Convert the stretch from the line containing "Task: mark the white wall hanging" through the line containing "[[314, 281], [160, 221]]" into a two-column CSV with the header text,answer. Give one row per record, with the record's text and its answer each in a single quoted field and line breaks replaced by spaces.

> **RECORDED INFORMATION**:
━━━━━━━━
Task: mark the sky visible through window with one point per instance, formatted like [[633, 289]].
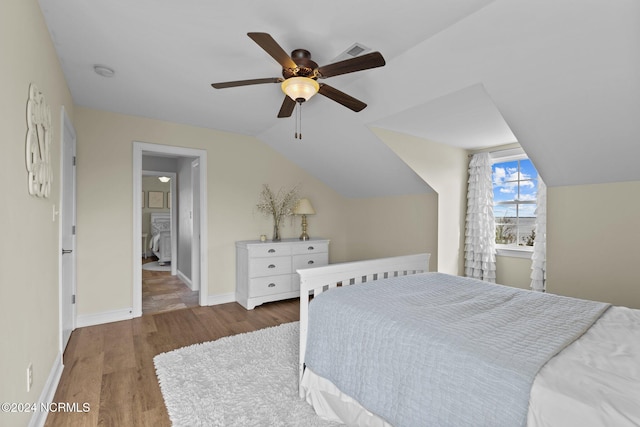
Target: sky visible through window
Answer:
[[511, 183], [515, 188]]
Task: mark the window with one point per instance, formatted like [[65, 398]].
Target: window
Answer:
[[515, 188]]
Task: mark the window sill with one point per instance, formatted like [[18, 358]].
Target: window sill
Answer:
[[514, 252]]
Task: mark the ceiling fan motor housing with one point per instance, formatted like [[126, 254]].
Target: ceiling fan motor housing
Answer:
[[306, 67]]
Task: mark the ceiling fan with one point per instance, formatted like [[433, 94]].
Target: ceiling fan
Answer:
[[300, 75]]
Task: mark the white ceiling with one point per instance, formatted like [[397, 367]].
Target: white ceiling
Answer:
[[562, 77]]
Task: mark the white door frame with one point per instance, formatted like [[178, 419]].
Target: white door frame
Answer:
[[195, 226], [140, 148], [67, 238], [173, 217]]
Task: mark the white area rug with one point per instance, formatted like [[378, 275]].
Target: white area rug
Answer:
[[154, 266], [243, 380]]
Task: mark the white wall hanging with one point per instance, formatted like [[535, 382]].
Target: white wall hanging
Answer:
[[38, 144]]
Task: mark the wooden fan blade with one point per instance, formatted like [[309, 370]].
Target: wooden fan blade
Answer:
[[287, 107], [223, 85], [342, 98], [359, 63], [266, 42]]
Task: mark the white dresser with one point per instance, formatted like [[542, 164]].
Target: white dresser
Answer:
[[266, 271]]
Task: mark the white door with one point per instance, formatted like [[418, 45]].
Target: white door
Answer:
[[67, 232], [195, 223]]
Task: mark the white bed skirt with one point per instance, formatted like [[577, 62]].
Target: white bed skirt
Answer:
[[333, 405]]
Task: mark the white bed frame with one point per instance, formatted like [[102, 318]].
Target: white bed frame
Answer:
[[314, 281]]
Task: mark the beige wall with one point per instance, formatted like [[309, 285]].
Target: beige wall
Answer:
[[238, 165], [29, 249], [593, 242], [444, 168], [390, 226], [513, 271]]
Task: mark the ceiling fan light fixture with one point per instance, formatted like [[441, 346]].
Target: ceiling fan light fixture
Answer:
[[300, 89]]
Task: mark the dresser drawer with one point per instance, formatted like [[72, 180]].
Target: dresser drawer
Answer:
[[270, 266], [311, 260], [268, 250], [309, 248], [269, 285]]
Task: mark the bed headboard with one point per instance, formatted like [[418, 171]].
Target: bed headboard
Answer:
[[314, 281], [160, 221]]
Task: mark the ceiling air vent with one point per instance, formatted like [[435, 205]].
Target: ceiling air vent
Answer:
[[353, 51]]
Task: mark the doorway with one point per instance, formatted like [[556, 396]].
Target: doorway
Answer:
[[141, 150]]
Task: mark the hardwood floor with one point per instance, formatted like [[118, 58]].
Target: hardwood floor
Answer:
[[110, 367], [163, 292]]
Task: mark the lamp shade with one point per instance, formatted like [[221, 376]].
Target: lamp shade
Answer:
[[303, 207], [300, 88]]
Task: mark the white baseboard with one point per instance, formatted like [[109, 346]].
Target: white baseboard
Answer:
[[39, 417], [185, 280], [221, 299], [104, 317]]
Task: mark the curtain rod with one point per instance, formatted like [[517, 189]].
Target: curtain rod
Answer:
[[490, 151]]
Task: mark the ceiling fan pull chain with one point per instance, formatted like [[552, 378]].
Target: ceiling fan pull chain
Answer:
[[300, 119]]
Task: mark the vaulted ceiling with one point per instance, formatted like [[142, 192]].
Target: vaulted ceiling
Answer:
[[562, 77]]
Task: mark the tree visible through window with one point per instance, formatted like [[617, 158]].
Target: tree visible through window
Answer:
[[515, 188]]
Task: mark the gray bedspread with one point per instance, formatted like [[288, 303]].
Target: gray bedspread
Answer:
[[440, 350]]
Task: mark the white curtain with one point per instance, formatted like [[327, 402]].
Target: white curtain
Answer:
[[539, 257], [480, 238]]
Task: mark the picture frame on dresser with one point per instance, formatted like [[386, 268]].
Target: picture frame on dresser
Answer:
[[266, 271]]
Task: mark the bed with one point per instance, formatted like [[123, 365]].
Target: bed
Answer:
[[160, 243], [444, 350]]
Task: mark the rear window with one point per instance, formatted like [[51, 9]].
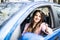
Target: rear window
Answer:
[[7, 10]]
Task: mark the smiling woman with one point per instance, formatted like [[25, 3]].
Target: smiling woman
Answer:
[[7, 11]]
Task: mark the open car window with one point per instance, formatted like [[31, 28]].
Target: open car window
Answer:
[[47, 17], [7, 10]]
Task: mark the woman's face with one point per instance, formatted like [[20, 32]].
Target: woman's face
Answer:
[[37, 17]]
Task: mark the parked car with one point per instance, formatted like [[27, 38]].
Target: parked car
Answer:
[[14, 16]]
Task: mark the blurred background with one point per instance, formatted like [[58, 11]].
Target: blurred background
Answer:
[[54, 1]]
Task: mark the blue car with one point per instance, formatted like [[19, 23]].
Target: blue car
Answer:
[[14, 16]]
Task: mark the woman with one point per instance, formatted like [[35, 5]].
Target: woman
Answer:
[[37, 25]]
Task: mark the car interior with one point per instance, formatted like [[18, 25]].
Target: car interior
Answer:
[[47, 18]]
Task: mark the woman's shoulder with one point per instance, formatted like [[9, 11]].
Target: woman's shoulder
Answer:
[[43, 23], [27, 23]]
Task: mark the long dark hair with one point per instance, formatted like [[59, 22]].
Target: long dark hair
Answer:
[[30, 27]]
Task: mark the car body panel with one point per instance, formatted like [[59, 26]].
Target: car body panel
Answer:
[[8, 30]]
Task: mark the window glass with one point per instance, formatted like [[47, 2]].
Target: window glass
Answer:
[[7, 10]]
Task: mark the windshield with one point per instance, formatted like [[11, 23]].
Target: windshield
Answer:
[[7, 10]]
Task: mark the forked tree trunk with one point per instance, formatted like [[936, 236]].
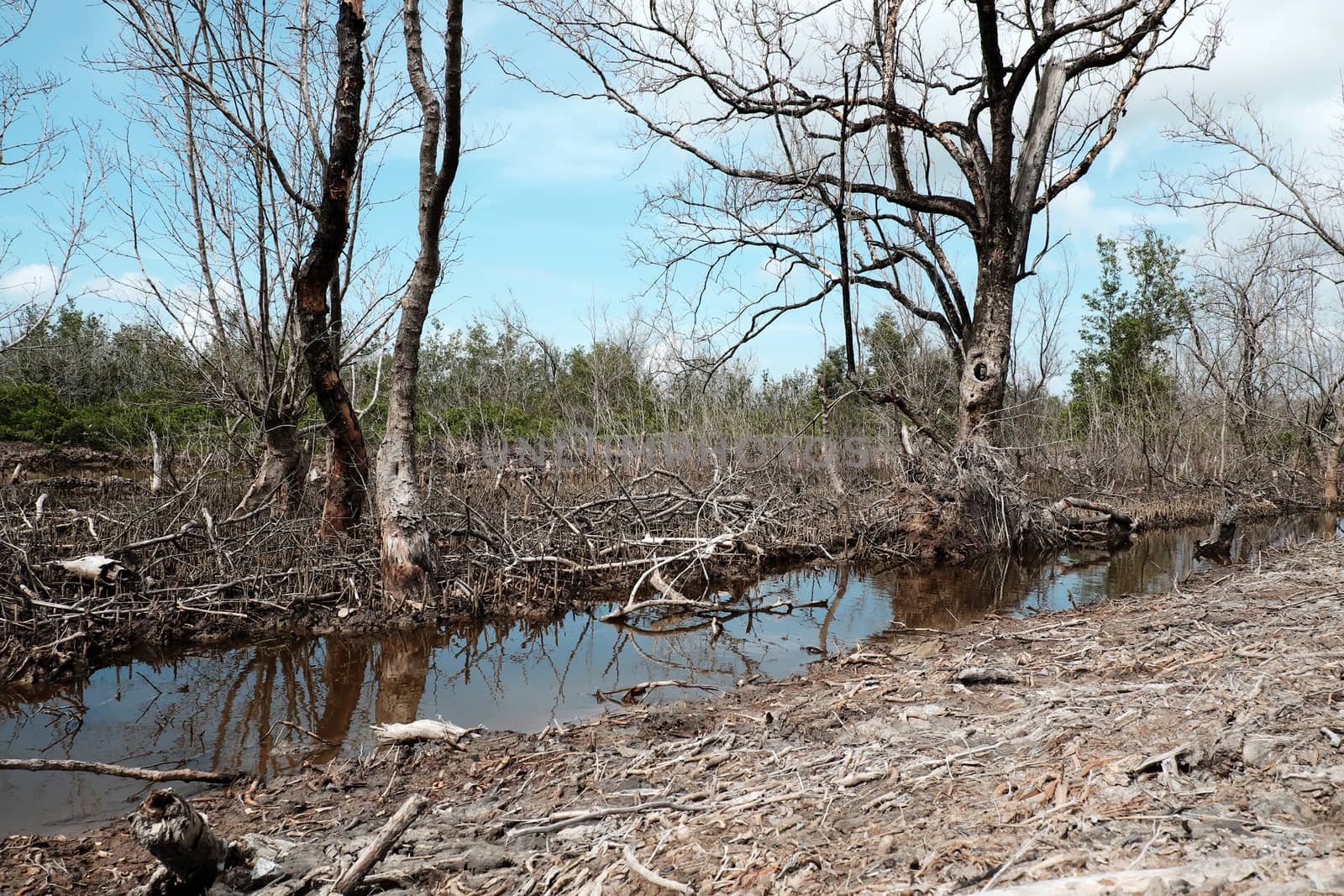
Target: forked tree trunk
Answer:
[[281, 470], [347, 477], [1001, 253], [407, 555], [1332, 466], [984, 372]]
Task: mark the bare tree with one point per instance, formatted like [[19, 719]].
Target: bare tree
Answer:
[[237, 102], [407, 550], [347, 477], [30, 147], [871, 145], [1245, 170]]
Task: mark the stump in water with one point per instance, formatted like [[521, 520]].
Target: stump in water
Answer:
[[1220, 542], [181, 839]]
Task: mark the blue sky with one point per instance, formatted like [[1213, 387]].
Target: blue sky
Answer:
[[553, 201]]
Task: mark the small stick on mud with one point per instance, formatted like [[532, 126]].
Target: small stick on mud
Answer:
[[421, 730], [374, 853], [121, 772], [652, 876]]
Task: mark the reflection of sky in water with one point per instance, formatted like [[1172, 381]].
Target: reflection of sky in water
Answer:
[[230, 708]]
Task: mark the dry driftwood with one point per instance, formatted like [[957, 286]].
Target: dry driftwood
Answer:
[[190, 853], [94, 567], [120, 772], [1117, 526], [374, 853], [410, 732], [1220, 542], [1203, 876]]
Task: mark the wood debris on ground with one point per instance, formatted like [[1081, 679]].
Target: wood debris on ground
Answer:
[[1184, 741]]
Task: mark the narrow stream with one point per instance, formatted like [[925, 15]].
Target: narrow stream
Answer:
[[266, 707]]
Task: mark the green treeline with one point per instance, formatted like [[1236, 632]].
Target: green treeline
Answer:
[[1136, 380]]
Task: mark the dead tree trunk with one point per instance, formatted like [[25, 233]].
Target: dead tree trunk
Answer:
[[181, 839], [281, 469], [347, 477], [1332, 468], [407, 550]]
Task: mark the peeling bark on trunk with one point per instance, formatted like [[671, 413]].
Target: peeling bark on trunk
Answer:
[[347, 477], [407, 553], [1001, 249], [984, 374], [280, 473]]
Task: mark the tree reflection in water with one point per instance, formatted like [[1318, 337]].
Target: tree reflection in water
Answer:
[[266, 707]]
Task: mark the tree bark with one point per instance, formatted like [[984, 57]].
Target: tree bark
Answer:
[[349, 473], [281, 469], [407, 557], [984, 372], [1332, 466]]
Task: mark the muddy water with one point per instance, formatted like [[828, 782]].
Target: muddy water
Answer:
[[269, 705]]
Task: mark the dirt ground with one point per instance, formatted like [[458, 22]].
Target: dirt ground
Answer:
[[1176, 743]]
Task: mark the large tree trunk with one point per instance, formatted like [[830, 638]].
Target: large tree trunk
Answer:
[[984, 372], [347, 477], [1001, 250], [407, 550], [1332, 466], [281, 469]]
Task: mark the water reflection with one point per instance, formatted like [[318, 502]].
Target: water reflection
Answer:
[[268, 705]]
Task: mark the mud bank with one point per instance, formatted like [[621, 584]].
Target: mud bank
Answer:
[[1184, 741]]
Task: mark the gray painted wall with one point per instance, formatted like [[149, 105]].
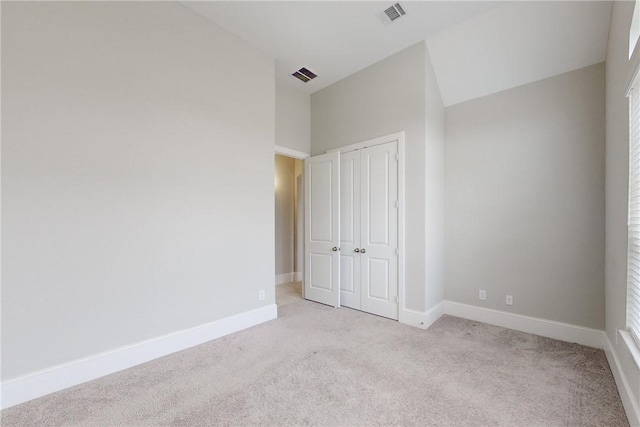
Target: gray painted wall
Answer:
[[525, 199], [293, 118], [284, 211], [619, 73], [125, 214], [384, 98]]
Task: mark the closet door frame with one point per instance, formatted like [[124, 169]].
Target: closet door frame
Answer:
[[399, 138]]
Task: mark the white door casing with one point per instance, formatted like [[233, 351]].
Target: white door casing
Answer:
[[322, 229], [369, 229]]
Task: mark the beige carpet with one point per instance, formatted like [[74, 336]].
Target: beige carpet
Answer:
[[316, 365]]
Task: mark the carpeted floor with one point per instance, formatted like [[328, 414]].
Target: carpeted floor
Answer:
[[316, 365]]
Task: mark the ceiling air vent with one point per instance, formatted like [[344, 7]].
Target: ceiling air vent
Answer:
[[392, 13], [304, 75]]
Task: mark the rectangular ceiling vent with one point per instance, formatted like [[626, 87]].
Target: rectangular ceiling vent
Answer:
[[304, 75], [392, 13]]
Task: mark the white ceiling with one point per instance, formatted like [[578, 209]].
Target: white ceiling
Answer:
[[477, 47], [518, 43]]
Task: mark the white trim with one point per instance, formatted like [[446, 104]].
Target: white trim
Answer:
[[283, 278], [421, 319], [59, 377], [533, 325], [398, 136], [401, 229], [291, 153], [624, 389]]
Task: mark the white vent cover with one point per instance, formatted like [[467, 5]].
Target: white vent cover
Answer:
[[392, 13]]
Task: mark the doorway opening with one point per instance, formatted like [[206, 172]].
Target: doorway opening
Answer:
[[289, 229]]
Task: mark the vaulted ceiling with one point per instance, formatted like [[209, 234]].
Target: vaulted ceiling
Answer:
[[477, 48]]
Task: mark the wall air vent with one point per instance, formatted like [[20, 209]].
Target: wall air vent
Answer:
[[392, 13], [304, 75]]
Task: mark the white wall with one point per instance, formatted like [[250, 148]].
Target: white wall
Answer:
[[125, 214], [434, 189], [619, 73], [524, 201], [384, 98], [284, 214], [293, 118]]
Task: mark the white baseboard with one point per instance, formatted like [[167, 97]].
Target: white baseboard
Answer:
[[59, 377], [422, 319], [533, 325], [624, 389], [283, 278]]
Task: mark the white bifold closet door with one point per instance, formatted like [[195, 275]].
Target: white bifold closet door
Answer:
[[322, 229], [351, 229], [369, 229]]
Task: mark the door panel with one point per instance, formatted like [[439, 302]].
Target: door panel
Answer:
[[350, 229], [322, 229], [379, 230]]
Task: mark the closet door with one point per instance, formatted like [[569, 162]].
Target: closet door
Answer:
[[322, 229], [379, 230], [350, 229]]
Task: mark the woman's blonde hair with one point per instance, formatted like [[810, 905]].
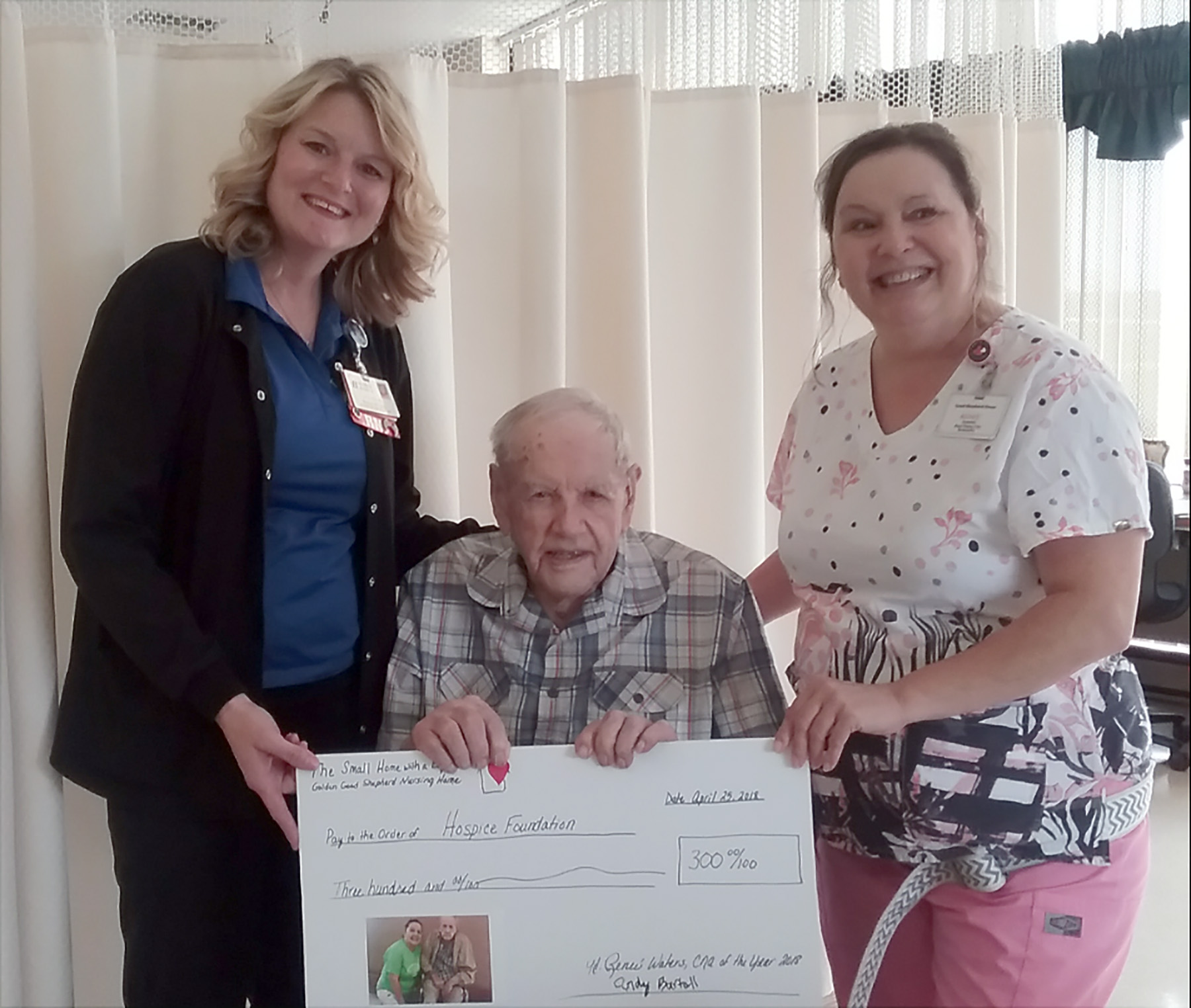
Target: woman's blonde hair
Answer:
[[375, 281]]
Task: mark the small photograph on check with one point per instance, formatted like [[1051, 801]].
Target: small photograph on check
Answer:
[[428, 960]]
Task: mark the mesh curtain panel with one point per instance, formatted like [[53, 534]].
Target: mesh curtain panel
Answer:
[[1125, 239], [631, 205]]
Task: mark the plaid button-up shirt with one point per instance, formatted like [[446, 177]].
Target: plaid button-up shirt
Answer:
[[671, 634]]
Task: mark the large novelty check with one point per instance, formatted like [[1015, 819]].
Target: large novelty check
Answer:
[[686, 878]]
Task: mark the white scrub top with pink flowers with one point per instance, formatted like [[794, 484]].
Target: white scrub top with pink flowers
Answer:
[[908, 548]]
━━━━━━━━
> **FULL RESPONSE**:
text,answer
"Task: mark the white wall hanging with one point per instance, formatted like [[535, 382]]. Target: white wall hanging Answer:","[[38, 144]]"
"Task: mark the wooden fan blade with one point per instance, formatted like [[309, 370]]. Target: wooden fan blade Answer:","[[287, 107], [223, 85], [342, 98], [359, 63], [266, 42]]"
"Task: mark the white dresser with one point per instance, formatted like [[542, 164]]. Target: white dresser Answer:","[[266, 271]]"
"Task: mark the white door with one point per instance, formatted like [[418, 45]]. Target: white door Answer:","[[67, 232], [195, 223]]"
"Task: mark the white bed skirt with one point per instance, formatted like [[577, 62]]. Target: white bed skirt Answer:","[[333, 405]]"
"Task: mark the white bed frame with one point per instance, formatted like [[102, 318]]. Target: white bed frame Answer:","[[314, 281]]"
"Task: mark the beige wall with one point per instance, formatted like [[309, 285]]. Target: beige wall Answer:","[[238, 165], [29, 249], [593, 242], [444, 168], [390, 226], [513, 271]]"
"Task: mark the ceiling fan light fixture with one point per instance, formatted like [[441, 346]]. Target: ceiling fan light fixture Answer:","[[300, 89]]"
"Task: mark the dresser drawer with one point per instance, formatted like [[72, 180]]. Target: dresser drawer Answer:","[[270, 266], [311, 260], [268, 250], [309, 248], [269, 285]]"
"Task: mark the bed headboard with one point per instance, formatted like [[418, 171]]. Target: bed headboard Answer:","[[314, 281], [160, 221]]"